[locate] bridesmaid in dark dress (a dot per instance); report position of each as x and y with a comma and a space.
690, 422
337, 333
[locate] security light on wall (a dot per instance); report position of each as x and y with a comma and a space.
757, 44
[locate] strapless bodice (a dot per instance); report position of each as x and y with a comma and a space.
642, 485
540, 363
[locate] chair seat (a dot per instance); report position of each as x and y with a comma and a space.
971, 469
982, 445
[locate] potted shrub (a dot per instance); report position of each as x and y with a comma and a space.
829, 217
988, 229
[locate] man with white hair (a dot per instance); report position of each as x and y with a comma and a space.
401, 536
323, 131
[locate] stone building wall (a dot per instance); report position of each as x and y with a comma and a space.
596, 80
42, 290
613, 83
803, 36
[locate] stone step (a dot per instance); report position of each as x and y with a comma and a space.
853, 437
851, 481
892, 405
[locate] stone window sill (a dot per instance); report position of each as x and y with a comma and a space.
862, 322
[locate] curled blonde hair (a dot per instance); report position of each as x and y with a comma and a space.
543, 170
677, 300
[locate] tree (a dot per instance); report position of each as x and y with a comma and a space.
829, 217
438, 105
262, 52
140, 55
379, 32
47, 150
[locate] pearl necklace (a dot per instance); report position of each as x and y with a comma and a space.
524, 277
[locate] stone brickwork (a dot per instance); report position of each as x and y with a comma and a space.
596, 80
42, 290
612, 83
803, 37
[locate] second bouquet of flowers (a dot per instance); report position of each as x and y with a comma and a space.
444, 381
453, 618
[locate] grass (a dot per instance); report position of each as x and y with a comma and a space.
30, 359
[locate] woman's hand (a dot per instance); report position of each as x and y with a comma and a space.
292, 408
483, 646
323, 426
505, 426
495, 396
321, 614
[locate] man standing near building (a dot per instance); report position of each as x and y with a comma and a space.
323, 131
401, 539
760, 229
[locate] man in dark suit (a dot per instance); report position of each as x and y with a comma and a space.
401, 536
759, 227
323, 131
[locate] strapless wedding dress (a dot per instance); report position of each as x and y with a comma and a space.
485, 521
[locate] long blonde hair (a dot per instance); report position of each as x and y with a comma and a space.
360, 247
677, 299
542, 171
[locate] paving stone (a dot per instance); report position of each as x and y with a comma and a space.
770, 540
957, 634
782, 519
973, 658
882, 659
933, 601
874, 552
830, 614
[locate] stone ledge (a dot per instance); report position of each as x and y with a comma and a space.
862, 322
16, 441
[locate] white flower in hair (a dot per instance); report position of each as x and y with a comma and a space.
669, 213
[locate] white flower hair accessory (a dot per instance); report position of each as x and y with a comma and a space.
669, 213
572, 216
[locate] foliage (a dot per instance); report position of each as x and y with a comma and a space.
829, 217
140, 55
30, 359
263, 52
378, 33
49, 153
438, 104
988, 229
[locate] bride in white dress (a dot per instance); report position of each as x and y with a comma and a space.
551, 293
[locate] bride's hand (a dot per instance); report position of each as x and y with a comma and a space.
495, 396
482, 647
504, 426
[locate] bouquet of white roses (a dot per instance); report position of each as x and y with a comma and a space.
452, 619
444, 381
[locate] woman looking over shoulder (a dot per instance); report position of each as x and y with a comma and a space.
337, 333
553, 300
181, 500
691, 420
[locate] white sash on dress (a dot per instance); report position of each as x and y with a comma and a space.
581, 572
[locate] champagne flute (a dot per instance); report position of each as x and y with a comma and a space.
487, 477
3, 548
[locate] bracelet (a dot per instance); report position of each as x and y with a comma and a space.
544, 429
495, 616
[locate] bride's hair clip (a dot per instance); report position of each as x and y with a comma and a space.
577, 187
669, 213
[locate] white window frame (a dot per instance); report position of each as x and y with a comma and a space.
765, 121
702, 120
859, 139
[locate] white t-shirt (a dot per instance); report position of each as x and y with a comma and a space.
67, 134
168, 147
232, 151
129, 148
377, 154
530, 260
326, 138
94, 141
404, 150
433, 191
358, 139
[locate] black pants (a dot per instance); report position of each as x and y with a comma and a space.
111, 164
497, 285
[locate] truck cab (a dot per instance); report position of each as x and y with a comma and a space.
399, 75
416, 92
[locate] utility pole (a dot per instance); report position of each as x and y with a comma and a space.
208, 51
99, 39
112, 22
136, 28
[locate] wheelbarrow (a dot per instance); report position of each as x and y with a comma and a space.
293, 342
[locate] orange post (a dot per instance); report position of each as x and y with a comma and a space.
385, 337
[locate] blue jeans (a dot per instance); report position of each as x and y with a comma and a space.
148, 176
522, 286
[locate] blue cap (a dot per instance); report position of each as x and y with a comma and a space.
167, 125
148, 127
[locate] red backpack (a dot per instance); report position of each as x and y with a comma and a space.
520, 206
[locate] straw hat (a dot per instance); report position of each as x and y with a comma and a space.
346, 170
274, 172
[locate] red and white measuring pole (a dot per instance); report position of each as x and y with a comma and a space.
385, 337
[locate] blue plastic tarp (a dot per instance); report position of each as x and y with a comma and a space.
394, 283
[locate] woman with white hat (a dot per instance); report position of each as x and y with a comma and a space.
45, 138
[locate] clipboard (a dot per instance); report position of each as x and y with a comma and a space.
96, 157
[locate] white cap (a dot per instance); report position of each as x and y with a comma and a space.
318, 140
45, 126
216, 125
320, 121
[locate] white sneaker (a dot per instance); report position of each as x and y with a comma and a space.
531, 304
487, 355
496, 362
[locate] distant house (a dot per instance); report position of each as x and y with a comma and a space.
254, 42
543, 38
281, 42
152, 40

+ + + + +

Task brief:
Each record is to be reproduced exactly as it appears.

Solution to this exercise:
[locate] bridesmaid in dark dress (a dot per instance); report position of each as x and y with a comma and a space.
690, 422
337, 333
[locate] security light on wall (a dot per instance); report position of each as x and y with a comma and a space.
757, 44
[locate] strapless bodice (a dot per instance); report position of each as x and y with a comma and a space.
642, 485
540, 363
[locate] chair seat (a dot per instance); report position of each as x and y with a comma and a space.
971, 469
982, 445
[locate] potted shrub (a dot per instance); report position of each as x and y with a comma and a space.
829, 217
988, 229
[locate] man with white hair (a dot per instance); report position of each as x and y with a comma and a space.
401, 536
323, 131
[locate] stone building wall (a dot per instance); report position of each as x and y with a comma and a space.
596, 80
42, 290
613, 83
803, 36
[locate] stone step (a dot per instance); report position of each as x and y with a comma and a space.
853, 437
851, 481
892, 405
[locate] stone window sill (a dot per instance); report position of each as x and y with a comma and a space.
862, 322
[locate] curled blonde hair (a dot per instance); report position of each as x and y with a comma and a space.
543, 170
677, 300
[locate] tree (a dot per instance); report position of each as x and y with a comma and a space.
829, 217
438, 105
262, 52
140, 55
379, 32
47, 150
[locate] pearl necklace (a dot per instance); report position of each as x and y with a comma and a space.
524, 277
[locate] stone brickwork (a dot per instance); report position of each as x and y with a comma and a space.
596, 80
42, 290
612, 83
803, 37
[locate] second bouquet of flowers (a dot per instance); report position of each as x and y with a comma and a space.
444, 381
453, 618
[locate] grass (a dot per instance); report position of each as x and y with a comma and a space.
30, 359
[locate] woman's hand (a dot per instance); report position of each as x and y with a comma and a space.
292, 408
483, 646
323, 426
505, 426
495, 396
321, 614
[locate] man standing near building (a dot per instance); report position of each as x and y with a comma and a space.
323, 131
401, 539
760, 229
[locate] man in dark suit (a dot per instance); report position of each as x and y with a comma and a space.
401, 536
759, 227
323, 131
[locate] strapless wedding dress (a dot per instance); report position of each as x and y with a comma and a space.
485, 521
[locate] long blonde hair (a dot per instance); report position of each as x and y with a comma and a space.
360, 247
677, 299
542, 171
[locate] paving stone (a dot per instance); report position of each as x and y with a comma and a space.
770, 540
957, 634
782, 519
973, 658
882, 659
933, 601
874, 552
830, 614
[locate] stone ledge (a dot per instance); report position of each as x and y with a comma and a space.
862, 322
16, 441
[locate] white flower in hair (a dot per instance); report position of each as x and y with a comma and a space.
669, 213
[locate] white flower hair accessory (a dot per instance); report position of each as x and y with a comma and a space.
669, 213
572, 216
[locate] foliage (a dot per instance); report position of each as x and y with a comma and a space.
829, 217
140, 55
30, 359
263, 52
378, 33
49, 153
438, 104
988, 229
[locate] bride in white dress (a dot per instance); report position of each as x and y with a comma and a space.
551, 293
[locate] bride's hand (a dot per instance); report position of each as x and y with a comma and a space.
495, 396
482, 647
504, 426
[locate] bouquet of white roses (a dot per instance); report position of each as x and y with a comma and a space.
452, 619
444, 381
[locate] woman looking over shoulder (a dot per instance); report position of each as x and y with a comma and a space.
337, 333
553, 300
181, 500
691, 420
[locate] white sash on dress (a dot per instance); report position of each as x and y with a comma and a space.
581, 572
[locate] champagne flute (a dot per instance); report position of each as x and y with a comma and a space.
487, 477
3, 548
[locate] bracelet (a dot per instance); report position of each as x and y with a comma and a space.
544, 429
495, 616
[locate] bride's hair clip (a dot per instance); report position of each as x and y with a comma and a space.
577, 187
669, 213
[locate] white window frame (a dot per instance); report position of each as x and y with a comma and a space.
765, 121
702, 120
859, 139
[locate] white t-shirt (a dot per instance); report position of each as x and y with a comma and a space.
67, 134
168, 147
232, 151
129, 148
377, 154
530, 260
326, 138
94, 141
404, 150
433, 191
358, 139
[locate] black pants (a dot per instance); report position of each as x and y with a comma and a space.
111, 164
497, 285
[locate] truck cab (a dot per instance); report position of each as x and y with a comma and a space.
399, 75
416, 92
[locate] utility pole (a dot per instance); report position of each as x and y with a comma and a space.
208, 51
99, 39
112, 22
136, 28
[locate] wheelbarrow (a dot per instance); report position of each as x and y with a comma and a space.
293, 342
[locate] orange post (a dot per instance); report position of each as x and y with a comma and a space.
385, 337
[locate] blue jeans (a dot per instance); report position of each as x and y with a comma and a space.
148, 176
522, 286
[locate] blue cap (a dot per instance); report position of each as x and y with a comma and a space.
167, 125
148, 127
[locate] red backpack (a dot per instance); report position of each as x and y with a comma and a space.
520, 206
[locate] straw hat (a dot per instance); report position of each as x and y with a comma and a space.
346, 170
274, 172
[locate] red and white measuring pole (a dot per instance); report position of each as x and y with a comma and a space.
385, 337
[locate] blue plastic tarp (a dot per instance); report position of each as x and y with a comma and a space.
394, 283
[locate] woman with white hat (a dot per instance); report position of each as x and y with a comma and a space.
45, 138
[locate] clipboard (a dot per instance); report position of each as x and y with a comma and a space.
96, 157
[locate] white cap (a dot per instance); report position of each as x and y with a comma and a space.
318, 140
45, 126
216, 125
320, 121
[locate] white sneaker (a dot per instance); report position of each as x and y with a comma and a space.
531, 304
487, 355
496, 362
[locate] distant house (a dot per instance); report position of each as x and y with a comma and a space.
254, 42
543, 38
281, 42
152, 40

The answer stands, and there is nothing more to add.